(Dataset items)
▬▬▬

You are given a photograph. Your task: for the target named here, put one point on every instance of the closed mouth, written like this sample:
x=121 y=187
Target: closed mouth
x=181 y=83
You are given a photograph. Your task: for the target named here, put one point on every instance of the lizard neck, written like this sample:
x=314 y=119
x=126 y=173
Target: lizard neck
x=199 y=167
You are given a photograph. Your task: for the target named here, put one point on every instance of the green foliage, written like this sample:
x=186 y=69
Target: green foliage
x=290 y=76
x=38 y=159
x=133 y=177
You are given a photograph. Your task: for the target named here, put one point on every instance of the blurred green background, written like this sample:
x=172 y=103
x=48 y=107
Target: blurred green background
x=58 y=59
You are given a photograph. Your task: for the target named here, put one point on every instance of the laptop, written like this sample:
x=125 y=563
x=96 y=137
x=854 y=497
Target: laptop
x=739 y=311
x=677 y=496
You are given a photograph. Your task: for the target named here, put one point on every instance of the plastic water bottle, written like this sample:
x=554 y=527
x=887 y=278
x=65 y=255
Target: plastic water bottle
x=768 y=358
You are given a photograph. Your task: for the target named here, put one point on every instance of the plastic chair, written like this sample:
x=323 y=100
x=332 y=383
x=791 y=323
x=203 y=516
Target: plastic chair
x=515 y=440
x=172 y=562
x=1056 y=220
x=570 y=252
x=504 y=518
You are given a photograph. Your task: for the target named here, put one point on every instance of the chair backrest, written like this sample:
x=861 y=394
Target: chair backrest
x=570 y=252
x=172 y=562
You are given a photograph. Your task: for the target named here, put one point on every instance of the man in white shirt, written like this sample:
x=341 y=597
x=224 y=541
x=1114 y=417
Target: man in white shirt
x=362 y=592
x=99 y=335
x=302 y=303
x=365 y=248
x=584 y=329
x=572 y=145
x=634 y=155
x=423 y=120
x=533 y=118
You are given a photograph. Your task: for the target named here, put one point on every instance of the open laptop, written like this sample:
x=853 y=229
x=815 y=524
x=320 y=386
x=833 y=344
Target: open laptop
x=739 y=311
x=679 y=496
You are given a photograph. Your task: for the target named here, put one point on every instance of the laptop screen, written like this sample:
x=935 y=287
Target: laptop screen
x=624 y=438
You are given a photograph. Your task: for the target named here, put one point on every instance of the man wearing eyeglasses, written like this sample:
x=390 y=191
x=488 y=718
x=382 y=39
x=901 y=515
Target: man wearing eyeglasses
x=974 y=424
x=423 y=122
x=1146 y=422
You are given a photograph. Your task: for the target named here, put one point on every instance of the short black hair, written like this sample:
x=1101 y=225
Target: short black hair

▬▬▬

# [Exercise aim]
If a line in the records above contains the word "short", count it, then give the total and nothing else.

# [Expected answer]
2